WHAT YOU ARE ASKED TO DO: Looking through the entries, count each line where the string "provided" occurs, and write only the total.

Text-to-region grounding data

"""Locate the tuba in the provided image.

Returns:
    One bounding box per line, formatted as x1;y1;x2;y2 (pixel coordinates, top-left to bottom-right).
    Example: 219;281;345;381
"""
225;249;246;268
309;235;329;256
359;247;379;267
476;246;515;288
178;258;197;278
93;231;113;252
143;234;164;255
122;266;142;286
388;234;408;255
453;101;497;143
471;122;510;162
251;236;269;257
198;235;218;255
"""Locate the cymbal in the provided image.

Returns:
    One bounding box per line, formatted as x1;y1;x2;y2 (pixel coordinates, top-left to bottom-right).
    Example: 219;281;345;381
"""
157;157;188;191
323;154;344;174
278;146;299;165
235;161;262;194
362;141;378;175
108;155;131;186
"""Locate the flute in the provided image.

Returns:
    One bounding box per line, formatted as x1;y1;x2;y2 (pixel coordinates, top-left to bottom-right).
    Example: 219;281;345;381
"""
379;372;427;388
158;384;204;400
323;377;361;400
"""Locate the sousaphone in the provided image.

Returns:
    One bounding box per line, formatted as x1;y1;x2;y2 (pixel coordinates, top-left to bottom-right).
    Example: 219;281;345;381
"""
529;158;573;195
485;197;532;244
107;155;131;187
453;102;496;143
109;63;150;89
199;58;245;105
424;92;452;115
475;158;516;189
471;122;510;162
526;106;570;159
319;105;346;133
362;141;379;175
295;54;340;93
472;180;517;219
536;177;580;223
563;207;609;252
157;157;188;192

FINISHED EXERCISE: 4